--- About this task ---
Your task is to transcribe the entries exactly.

--- Excerpted records ---
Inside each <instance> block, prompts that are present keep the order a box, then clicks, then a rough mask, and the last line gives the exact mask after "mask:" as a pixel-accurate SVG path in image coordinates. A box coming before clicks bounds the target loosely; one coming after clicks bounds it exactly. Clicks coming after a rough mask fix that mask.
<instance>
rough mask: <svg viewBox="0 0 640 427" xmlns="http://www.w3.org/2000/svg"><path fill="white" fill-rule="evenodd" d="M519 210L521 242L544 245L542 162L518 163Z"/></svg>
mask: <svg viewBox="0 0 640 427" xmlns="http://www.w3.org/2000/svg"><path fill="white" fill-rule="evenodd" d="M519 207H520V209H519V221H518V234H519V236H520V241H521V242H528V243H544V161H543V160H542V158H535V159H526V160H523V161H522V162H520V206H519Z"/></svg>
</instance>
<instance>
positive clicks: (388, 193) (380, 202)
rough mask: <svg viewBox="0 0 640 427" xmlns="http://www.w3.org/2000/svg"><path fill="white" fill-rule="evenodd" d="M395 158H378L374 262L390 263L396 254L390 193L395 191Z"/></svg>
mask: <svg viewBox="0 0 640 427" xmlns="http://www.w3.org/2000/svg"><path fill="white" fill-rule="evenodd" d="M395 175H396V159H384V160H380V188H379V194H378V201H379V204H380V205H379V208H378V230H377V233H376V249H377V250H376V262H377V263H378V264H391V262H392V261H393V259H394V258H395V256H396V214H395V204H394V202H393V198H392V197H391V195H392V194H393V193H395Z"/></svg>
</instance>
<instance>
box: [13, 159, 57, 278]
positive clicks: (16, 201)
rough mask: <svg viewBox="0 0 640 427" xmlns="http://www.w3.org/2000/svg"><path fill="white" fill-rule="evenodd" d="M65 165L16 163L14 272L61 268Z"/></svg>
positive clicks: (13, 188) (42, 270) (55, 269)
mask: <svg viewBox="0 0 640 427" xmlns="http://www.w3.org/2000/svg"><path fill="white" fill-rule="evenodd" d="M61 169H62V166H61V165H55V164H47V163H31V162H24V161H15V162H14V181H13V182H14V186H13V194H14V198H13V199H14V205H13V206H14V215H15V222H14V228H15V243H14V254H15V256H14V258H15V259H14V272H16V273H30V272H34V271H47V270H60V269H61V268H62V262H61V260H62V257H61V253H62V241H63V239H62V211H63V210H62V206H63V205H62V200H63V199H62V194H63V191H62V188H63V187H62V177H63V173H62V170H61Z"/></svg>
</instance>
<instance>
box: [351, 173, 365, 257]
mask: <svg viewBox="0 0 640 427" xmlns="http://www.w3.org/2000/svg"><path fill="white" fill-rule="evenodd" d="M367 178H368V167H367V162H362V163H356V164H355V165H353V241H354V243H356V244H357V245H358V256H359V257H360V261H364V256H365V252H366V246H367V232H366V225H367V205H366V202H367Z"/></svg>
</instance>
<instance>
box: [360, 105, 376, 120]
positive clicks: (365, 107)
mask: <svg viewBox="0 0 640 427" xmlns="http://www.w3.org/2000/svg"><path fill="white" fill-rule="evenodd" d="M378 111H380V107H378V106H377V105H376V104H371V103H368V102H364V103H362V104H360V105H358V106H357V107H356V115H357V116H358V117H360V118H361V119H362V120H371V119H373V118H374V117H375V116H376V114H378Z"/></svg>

--- Response to this task ---
Inside each <instance> block, prompts that are present keep the order a box, then clicks, then a rough mask, and the last line gives the exact mask after "mask:" as a pixel-accurate SVG path in image coordinates. A box coming before clicks bounds the target loosely; one coming after clicks bounds it exactly. Clicks coming after a rough mask fix that mask.
<instance>
rough mask: <svg viewBox="0 0 640 427" xmlns="http://www.w3.org/2000/svg"><path fill="white" fill-rule="evenodd" d="M519 210L521 242L544 245L542 162L518 163Z"/></svg>
mask: <svg viewBox="0 0 640 427" xmlns="http://www.w3.org/2000/svg"><path fill="white" fill-rule="evenodd" d="M519 207H520V209H519V221H518V234H519V236H520V241H521V242H528V243H544V161H543V160H542V158H535V159H526V160H523V161H522V162H520V206H519Z"/></svg>
</instance>
<instance>
positive clicks: (388, 193) (380, 202)
rough mask: <svg viewBox="0 0 640 427" xmlns="http://www.w3.org/2000/svg"><path fill="white" fill-rule="evenodd" d="M395 158H378L374 262L390 263L396 254L390 193L395 191Z"/></svg>
mask: <svg viewBox="0 0 640 427" xmlns="http://www.w3.org/2000/svg"><path fill="white" fill-rule="evenodd" d="M395 175H396V159H384V160H380V188H379V194H378V201H379V204H380V205H379V208H378V230H377V233H376V249H377V250H376V262H377V263H378V264H391V262H392V261H393V259H394V258H395V256H396V214H395V204H394V202H393V198H392V197H391V195H392V194H393V193H395Z"/></svg>
</instance>
<instance>
box: [13, 159, 57, 278]
positive clicks: (16, 201)
rough mask: <svg viewBox="0 0 640 427" xmlns="http://www.w3.org/2000/svg"><path fill="white" fill-rule="evenodd" d="M65 165L16 163L14 272L61 268Z"/></svg>
positive clicks: (13, 188) (42, 270) (55, 269)
mask: <svg viewBox="0 0 640 427" xmlns="http://www.w3.org/2000/svg"><path fill="white" fill-rule="evenodd" d="M61 169H62V166H61V165H55V164H47V163H31V162H24V161H15V162H14V181H13V182H14V186H13V194H14V198H13V199H14V205H13V206H14V215H15V222H14V228H15V243H14V254H15V256H14V258H15V259H14V272H16V273H30V272H34V271H47V270H60V269H61V268H62V262H61V260H62V257H61V253H62V241H63V239H62V211H63V210H62V206H63V205H62V200H63V199H62V194H63V191H62V188H63V187H62V177H63V173H62V170H61Z"/></svg>
</instance>
<instance>
box: [351, 173, 365, 257]
mask: <svg viewBox="0 0 640 427" xmlns="http://www.w3.org/2000/svg"><path fill="white" fill-rule="evenodd" d="M367 178H368V167H367V162H362V163H356V164H355V165H353V241H354V243H356V244H357V245H358V256H359V257H360V261H364V256H365V252H366V246H367V232H366V225H367V205H366V202H367Z"/></svg>
</instance>
<instance>
box: [360, 105, 376, 120]
positive clicks: (365, 107)
mask: <svg viewBox="0 0 640 427" xmlns="http://www.w3.org/2000/svg"><path fill="white" fill-rule="evenodd" d="M378 111H380V107H378V106H377V105H376V104H371V103H368V102H364V103H362V104H360V105H358V106H357V107H356V115H357V116H358V117H360V118H361V119H362V120H371V119H373V118H374V117H375V116H376V114H378Z"/></svg>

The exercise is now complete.